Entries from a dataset
==========
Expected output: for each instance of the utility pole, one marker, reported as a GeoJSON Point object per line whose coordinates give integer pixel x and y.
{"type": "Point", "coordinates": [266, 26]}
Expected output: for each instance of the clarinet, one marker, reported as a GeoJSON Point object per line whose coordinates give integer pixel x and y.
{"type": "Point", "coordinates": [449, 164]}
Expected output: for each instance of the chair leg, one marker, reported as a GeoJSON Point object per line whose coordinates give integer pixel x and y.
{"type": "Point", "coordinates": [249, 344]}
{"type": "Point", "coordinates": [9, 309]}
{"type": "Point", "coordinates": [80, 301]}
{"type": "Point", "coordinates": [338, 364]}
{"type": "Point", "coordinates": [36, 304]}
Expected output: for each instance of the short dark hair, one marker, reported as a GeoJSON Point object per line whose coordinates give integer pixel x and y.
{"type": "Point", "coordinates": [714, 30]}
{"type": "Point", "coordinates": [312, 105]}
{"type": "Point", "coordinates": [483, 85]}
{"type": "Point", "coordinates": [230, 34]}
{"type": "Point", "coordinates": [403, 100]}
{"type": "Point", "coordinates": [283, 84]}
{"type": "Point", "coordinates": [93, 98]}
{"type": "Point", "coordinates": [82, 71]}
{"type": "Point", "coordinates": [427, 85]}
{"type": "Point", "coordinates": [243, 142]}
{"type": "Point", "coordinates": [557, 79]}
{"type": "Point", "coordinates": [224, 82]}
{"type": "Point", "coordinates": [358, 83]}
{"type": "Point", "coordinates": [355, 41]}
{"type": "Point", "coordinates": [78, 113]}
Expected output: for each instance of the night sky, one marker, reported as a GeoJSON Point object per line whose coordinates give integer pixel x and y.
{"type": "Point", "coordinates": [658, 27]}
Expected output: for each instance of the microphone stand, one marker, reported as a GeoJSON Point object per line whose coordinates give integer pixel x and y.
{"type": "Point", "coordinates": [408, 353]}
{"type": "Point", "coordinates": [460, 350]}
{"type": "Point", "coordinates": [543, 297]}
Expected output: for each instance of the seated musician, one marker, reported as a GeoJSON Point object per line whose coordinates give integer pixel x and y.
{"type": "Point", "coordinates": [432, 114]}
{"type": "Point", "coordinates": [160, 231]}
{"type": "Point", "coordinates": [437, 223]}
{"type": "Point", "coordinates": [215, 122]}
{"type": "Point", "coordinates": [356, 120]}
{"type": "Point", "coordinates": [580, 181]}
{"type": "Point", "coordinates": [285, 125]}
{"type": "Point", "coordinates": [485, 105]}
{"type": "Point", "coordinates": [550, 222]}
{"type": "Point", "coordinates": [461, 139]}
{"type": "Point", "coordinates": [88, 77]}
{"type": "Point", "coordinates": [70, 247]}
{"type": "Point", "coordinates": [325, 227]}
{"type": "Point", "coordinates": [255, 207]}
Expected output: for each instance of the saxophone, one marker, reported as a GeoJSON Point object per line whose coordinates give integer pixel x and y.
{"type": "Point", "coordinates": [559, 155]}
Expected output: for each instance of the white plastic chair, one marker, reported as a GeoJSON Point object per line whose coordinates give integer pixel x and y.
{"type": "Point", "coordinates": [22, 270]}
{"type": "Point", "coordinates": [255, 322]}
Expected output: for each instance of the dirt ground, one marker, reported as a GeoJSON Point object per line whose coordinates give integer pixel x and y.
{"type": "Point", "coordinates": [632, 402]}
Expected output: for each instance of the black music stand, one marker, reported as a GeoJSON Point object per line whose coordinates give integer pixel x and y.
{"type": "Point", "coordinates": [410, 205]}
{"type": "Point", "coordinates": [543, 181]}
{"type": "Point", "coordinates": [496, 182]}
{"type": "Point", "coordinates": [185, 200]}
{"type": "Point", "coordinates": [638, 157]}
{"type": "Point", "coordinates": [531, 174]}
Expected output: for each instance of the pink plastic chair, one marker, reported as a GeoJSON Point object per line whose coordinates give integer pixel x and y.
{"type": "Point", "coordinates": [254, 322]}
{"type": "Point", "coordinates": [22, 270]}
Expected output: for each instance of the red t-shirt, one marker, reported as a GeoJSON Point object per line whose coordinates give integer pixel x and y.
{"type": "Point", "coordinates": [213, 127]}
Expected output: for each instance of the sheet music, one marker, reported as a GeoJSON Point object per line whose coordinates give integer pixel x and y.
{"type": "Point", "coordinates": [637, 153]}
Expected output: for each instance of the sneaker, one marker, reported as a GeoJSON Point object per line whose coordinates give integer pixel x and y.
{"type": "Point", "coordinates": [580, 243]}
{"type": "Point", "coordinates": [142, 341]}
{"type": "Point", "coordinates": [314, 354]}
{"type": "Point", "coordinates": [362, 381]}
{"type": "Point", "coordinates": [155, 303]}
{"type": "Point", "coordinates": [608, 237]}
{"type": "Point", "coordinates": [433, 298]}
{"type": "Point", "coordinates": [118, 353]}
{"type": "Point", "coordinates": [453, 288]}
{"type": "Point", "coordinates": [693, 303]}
==========
Only the lines from the one containing "Expected output: for each instance of the pink" to the end of the listing belong in the output, each reproduced exactly.

Expected output: for each instance of the pink plastic chair, one marker, reported as a GeoJSON Point object per line whose coordinates give integer pixel x and y.
{"type": "Point", "coordinates": [254, 322]}
{"type": "Point", "coordinates": [22, 270]}
Expected output: for each instance of the red t-shirt, one marker, reported as a GeoJSON Point object per line whose coordinates give integer pixel x and y.
{"type": "Point", "coordinates": [213, 127]}
Expected output: for each instance of the sheet music, one marker, reported as a GeoJSON Point object per line whose coordinates give integer pixel x and y.
{"type": "Point", "coordinates": [637, 153]}
Expected output: for each instance of the sneaker, one marker, reported as a GeoJSON Point object per line whose coordinates give integer pixel x and y.
{"type": "Point", "coordinates": [580, 243]}
{"type": "Point", "coordinates": [142, 341]}
{"type": "Point", "coordinates": [314, 354]}
{"type": "Point", "coordinates": [362, 381]}
{"type": "Point", "coordinates": [155, 303]}
{"type": "Point", "coordinates": [608, 237]}
{"type": "Point", "coordinates": [433, 298]}
{"type": "Point", "coordinates": [118, 353]}
{"type": "Point", "coordinates": [453, 288]}
{"type": "Point", "coordinates": [693, 303]}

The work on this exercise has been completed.